ASSIGNMENT:
Restate word for word the lines in the listing below, starting at the line containing "Query: glass pane" and ending at the line containing "Report x and y for each instance of the tram roof", both included; leave out the rest.

[TASK DATA Boundary: Start]

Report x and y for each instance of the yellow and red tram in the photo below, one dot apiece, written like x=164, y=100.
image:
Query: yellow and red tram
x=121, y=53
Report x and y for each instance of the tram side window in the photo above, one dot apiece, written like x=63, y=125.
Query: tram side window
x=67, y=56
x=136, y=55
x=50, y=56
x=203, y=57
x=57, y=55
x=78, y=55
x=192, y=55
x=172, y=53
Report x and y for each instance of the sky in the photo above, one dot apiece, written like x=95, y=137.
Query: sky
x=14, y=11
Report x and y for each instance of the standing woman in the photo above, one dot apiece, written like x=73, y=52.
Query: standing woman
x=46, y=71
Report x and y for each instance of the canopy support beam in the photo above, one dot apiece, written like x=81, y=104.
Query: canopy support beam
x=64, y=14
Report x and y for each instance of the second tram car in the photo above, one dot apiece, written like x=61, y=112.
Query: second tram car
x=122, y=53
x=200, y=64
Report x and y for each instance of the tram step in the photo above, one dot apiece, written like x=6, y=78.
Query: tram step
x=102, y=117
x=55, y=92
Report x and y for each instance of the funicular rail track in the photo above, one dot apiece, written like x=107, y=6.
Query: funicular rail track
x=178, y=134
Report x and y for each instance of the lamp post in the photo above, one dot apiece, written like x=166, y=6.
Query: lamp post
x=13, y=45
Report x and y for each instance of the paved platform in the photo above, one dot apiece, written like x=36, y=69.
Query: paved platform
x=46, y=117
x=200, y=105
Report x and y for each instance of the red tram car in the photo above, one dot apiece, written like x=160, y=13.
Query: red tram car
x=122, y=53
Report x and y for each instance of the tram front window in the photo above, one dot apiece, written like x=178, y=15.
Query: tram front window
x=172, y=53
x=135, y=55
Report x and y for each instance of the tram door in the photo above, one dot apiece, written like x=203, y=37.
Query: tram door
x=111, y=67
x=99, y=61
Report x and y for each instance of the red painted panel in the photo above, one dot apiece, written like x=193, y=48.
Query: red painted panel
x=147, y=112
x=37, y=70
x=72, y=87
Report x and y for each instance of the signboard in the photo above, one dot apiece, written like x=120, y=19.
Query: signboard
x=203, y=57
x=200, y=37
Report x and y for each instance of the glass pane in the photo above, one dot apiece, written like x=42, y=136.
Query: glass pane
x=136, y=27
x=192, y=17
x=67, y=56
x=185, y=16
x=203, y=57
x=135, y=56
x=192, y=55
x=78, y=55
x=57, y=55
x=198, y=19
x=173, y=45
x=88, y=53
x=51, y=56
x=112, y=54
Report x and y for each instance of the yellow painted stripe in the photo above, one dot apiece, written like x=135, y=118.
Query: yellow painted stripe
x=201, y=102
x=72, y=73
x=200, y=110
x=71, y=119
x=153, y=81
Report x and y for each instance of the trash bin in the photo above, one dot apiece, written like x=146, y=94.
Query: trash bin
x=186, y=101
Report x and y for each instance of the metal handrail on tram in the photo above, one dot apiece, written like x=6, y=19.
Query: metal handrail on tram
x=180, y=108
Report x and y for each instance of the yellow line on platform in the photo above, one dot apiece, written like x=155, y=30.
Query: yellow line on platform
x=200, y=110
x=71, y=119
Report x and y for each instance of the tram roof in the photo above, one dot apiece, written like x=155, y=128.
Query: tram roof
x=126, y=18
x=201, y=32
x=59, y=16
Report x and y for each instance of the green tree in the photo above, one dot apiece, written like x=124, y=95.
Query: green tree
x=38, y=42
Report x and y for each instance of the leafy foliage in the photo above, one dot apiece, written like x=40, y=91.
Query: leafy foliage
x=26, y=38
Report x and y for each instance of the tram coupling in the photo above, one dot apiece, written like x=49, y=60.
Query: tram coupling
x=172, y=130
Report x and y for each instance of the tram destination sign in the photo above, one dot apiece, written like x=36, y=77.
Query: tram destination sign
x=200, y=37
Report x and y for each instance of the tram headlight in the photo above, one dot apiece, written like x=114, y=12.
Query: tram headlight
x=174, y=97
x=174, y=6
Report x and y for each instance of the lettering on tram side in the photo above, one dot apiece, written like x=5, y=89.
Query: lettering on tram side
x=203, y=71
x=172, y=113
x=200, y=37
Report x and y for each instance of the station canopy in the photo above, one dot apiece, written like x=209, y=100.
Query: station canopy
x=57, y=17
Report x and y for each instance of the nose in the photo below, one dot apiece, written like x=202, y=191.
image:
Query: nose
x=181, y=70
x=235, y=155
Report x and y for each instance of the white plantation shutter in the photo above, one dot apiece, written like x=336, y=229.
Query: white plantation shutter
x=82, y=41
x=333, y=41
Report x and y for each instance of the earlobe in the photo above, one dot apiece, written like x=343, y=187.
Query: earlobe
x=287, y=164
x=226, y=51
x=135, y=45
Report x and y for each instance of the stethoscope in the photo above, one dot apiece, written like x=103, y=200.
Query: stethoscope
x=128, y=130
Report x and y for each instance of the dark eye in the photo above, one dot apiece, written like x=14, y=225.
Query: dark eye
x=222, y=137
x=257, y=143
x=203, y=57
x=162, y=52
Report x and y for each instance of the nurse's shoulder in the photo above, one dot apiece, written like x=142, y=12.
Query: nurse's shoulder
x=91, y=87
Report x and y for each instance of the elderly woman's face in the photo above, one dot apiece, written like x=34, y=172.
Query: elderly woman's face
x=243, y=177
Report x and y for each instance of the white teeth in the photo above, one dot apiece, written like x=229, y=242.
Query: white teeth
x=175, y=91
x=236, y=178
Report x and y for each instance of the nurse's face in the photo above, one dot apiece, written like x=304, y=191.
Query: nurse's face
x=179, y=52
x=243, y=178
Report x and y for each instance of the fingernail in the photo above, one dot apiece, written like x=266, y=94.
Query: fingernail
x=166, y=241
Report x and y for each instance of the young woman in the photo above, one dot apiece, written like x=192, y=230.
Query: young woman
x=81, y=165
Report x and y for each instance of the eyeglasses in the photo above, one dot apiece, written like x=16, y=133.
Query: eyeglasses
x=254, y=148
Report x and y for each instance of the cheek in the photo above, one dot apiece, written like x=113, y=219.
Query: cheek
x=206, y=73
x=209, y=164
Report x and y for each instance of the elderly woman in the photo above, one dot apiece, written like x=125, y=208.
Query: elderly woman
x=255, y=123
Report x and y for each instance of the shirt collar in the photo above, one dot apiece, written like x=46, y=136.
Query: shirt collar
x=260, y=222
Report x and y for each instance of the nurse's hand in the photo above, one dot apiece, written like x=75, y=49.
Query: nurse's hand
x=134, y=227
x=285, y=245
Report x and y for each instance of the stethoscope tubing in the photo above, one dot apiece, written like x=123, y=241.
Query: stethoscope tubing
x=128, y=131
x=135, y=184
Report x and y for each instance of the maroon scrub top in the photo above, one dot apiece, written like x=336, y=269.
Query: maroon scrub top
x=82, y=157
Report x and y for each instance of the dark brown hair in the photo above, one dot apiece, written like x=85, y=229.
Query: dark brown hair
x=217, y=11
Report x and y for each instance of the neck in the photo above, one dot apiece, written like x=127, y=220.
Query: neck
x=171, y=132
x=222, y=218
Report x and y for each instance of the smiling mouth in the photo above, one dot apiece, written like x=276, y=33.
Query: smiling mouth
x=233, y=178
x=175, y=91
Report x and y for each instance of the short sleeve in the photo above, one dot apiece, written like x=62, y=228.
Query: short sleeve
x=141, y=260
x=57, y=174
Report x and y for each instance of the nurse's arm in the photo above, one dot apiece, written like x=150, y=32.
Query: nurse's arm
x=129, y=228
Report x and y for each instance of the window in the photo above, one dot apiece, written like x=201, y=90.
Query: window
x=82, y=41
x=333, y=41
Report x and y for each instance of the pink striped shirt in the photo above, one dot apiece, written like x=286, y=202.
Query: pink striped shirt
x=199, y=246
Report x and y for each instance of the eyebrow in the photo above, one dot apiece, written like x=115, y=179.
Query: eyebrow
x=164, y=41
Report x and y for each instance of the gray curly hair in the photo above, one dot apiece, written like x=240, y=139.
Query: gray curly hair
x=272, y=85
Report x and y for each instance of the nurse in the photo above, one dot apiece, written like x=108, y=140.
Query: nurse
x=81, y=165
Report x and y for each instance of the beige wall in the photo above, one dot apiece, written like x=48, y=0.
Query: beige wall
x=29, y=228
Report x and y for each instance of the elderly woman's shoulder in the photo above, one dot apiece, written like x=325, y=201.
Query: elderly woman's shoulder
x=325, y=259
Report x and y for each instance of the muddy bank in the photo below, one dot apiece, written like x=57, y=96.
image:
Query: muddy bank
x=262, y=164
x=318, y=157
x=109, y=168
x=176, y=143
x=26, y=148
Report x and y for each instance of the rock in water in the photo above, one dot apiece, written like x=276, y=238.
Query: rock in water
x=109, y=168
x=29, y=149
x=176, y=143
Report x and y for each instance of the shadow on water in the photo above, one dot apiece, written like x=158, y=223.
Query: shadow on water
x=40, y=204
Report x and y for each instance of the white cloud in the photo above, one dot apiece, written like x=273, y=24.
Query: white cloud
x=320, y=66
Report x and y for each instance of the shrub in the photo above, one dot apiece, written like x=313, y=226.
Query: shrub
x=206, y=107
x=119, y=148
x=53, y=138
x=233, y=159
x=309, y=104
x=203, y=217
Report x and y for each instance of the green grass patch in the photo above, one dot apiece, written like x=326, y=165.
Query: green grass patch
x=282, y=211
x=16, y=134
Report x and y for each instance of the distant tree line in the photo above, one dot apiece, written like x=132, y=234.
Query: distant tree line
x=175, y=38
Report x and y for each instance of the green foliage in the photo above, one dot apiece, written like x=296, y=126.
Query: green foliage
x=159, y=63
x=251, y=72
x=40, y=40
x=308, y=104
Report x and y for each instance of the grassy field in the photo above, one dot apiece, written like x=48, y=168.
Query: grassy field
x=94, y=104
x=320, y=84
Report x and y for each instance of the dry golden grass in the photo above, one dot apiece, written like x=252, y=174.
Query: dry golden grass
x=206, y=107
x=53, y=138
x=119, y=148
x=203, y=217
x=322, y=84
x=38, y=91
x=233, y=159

[TASK DATA Boundary: End]

WORKED SOLUTION:
Query: glass pane
x=136, y=27
x=192, y=17
x=67, y=56
x=185, y=16
x=203, y=57
x=135, y=56
x=192, y=55
x=78, y=55
x=57, y=55
x=198, y=19
x=173, y=45
x=88, y=53
x=51, y=56
x=112, y=54
Report x and y for each instance of the yellow painted stripe in the photo above, one dot apiece, written like x=135, y=118.
Query: yellow painted stripe
x=201, y=102
x=72, y=73
x=200, y=110
x=71, y=119
x=153, y=81
Report x and y for each instance of the trash bin in the photo above, one dot apiece, written like x=146, y=94.
Query: trash bin
x=186, y=101
Report x and y for each instance of the metal handrail on tram in the photo above, one dot apiece, written like x=6, y=19.
Query: metal handrail on tram
x=180, y=108
Report x and y for each instance of the yellow line on platform in the photo above, one dot apiece, written like x=155, y=30.
Query: yellow line on platform
x=200, y=110
x=71, y=119
Report x and y for each instance of the tram roof in the photo above, one dot apiece, written like x=155, y=128.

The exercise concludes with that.